§ Information supplied
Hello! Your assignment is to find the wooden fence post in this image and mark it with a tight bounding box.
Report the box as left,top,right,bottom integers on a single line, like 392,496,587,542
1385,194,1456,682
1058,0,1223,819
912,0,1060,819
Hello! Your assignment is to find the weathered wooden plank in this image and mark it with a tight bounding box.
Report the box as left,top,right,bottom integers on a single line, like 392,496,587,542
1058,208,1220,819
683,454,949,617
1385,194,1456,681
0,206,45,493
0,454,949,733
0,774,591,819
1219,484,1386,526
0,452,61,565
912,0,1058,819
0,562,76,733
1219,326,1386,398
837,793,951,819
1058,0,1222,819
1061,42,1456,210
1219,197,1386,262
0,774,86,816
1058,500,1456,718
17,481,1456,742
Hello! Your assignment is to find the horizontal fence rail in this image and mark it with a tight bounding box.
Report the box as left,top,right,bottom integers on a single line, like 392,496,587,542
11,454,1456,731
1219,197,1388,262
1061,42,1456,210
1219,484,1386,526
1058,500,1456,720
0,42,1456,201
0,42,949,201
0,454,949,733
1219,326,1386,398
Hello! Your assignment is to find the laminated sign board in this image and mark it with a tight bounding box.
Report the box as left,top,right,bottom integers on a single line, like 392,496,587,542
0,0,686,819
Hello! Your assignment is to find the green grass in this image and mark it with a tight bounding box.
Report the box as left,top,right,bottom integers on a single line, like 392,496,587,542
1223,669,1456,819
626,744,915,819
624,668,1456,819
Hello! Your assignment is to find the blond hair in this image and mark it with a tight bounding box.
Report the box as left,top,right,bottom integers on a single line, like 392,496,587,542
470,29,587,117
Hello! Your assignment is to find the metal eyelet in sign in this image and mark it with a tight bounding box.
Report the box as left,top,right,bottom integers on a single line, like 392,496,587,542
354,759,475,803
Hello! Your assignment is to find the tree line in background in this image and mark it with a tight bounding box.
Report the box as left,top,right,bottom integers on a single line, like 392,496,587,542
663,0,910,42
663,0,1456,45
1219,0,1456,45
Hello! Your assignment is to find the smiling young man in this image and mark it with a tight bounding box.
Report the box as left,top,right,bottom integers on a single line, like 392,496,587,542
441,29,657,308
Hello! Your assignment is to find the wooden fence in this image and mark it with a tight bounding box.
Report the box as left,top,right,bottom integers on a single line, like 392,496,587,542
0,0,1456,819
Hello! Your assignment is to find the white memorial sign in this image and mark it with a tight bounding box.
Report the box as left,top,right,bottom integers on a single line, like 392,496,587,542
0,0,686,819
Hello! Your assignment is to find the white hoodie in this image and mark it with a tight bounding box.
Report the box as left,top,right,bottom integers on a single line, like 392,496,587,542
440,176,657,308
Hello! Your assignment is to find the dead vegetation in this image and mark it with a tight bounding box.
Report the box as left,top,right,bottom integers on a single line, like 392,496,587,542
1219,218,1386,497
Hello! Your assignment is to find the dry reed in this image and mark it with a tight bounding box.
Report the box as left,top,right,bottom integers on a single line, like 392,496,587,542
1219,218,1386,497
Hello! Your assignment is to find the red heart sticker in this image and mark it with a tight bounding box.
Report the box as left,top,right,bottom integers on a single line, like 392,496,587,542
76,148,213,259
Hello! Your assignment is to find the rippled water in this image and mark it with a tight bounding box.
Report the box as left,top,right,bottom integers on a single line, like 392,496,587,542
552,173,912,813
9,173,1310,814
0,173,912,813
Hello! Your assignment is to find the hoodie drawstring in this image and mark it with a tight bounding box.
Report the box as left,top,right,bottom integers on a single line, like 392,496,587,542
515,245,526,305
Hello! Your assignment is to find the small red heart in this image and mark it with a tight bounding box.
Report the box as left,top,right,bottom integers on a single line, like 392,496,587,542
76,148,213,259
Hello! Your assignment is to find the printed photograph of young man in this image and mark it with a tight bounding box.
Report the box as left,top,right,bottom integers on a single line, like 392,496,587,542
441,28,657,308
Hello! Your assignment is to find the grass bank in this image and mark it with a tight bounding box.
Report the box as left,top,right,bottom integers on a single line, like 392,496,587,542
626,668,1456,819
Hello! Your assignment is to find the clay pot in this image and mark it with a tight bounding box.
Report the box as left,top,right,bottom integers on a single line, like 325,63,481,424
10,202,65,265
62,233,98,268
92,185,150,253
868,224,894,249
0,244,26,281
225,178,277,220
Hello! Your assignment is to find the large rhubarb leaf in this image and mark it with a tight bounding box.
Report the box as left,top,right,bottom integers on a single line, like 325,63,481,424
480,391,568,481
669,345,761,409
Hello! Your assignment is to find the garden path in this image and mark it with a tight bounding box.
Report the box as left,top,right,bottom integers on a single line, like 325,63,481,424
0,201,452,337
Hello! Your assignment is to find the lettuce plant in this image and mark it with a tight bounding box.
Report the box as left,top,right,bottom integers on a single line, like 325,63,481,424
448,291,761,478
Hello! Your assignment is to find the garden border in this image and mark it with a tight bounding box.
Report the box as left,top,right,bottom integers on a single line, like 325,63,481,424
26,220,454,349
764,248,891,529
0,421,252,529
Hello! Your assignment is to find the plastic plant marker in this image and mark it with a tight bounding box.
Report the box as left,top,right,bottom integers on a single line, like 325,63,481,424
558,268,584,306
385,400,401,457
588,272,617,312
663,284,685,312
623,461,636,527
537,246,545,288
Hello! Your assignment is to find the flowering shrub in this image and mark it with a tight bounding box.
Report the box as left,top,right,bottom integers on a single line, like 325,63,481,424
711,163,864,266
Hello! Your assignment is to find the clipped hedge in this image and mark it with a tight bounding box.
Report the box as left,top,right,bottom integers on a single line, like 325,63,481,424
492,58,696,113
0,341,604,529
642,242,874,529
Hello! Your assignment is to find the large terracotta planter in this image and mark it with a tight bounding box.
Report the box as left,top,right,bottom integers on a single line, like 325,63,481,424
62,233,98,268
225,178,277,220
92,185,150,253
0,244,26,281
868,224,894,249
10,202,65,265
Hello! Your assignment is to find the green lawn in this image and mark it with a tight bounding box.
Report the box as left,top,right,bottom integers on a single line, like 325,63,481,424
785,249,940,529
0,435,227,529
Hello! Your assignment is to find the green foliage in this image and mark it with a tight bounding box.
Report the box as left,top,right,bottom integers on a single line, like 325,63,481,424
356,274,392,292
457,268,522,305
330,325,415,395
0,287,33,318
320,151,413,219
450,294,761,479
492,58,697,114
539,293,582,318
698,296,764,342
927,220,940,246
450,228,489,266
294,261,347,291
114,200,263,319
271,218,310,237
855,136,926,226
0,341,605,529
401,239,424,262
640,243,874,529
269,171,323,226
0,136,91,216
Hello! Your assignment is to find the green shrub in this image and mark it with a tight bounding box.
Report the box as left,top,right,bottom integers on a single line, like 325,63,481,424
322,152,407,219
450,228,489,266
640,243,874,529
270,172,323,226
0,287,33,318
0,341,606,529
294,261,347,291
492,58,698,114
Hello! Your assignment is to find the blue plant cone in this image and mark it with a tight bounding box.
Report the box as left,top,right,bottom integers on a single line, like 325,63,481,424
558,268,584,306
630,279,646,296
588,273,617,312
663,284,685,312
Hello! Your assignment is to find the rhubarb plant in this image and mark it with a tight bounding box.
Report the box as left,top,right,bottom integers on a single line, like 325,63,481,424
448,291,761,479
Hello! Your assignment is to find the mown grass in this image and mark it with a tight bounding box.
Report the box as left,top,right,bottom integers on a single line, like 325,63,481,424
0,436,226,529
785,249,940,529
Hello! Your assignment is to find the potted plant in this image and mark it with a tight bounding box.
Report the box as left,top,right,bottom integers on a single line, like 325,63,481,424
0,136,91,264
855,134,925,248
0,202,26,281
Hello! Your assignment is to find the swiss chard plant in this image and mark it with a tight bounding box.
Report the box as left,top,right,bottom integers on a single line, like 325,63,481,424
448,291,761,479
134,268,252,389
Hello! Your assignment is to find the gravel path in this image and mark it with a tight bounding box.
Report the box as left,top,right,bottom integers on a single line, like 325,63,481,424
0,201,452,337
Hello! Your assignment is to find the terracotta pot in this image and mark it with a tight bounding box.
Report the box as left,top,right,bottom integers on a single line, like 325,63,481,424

§ Given task
Put the part of the records that opens with the line containing "Hello! Your assignment is to find the wooden fence in" and closes with the line containing "515,245,526,305" into a numbered list, one line per item, leaving out any blank lines.

§ Answer to the task
1. Hello! Your assignment is to find the wooden fence in this image and mark it with a tight bounding box.
2. Report the box as left,top,right,bottom integers on a single line, like 392,496,587,542
3. 0,0,1456,819
4. Hello! Your assignment is to find the white memorial sign in this image and mark it with a tight bounding box.
5. Report the box as left,top,right,bottom integers on a single line, like 392,496,587,542
6. 0,0,686,819
7. Hello! Your assignment is to find the white hoodie in this image and mark it with a tight bounding box.
8. Report the box as left,top,right,bottom integers on a single line, like 392,496,587,542
9. 440,176,657,308
10. Hello! Your assignment is to find the dead vegetation in this image and mark it with a tight bounding box.
11. Report the box as left,top,right,bottom integers on a single line, like 392,496,587,542
12. 1219,218,1386,497
13. Hello! Your assignment is to find the dry reed in this image and mark it with a tight bounding box.
14. Report the box as left,top,right,bottom integers on a single line, like 392,496,587,542
15. 1219,218,1386,497
16. Hello! Your assignment is to find the red heart sticker in this image and mark it with a tight bounding box.
17. Report the box as left,top,right,bottom integers on a single line, like 392,496,587,542
18. 76,148,213,259
19. Hello! Your assignment is to find the rippled water in this image and mark it with a tight bounding box.
20. Report the box as left,top,right,bottom integers on a single line, like 392,496,587,542
21. 552,173,912,813
22. 9,173,1310,814
23. 0,173,912,813
24. Hello! Your assignment is to find the hoodie drawstring in this image and mark it with a tight bounding box.
25. Report the box as left,top,right,bottom integers on a single line, like 392,496,587,542
26. 515,245,526,305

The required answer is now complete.